▸ **Point labeling examples**

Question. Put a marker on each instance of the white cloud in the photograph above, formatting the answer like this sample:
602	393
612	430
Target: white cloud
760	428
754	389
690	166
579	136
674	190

▸ **Given exercise**
Every line of the data above should be reproduced word for word.

▸ **Exercise response**
Question. Put a marker on each instance of the white cloud in the photograph above, formatting the answer like this sample:
602	393
612	430
Target: white cloud
760	428
754	389
690	166
579	136
674	190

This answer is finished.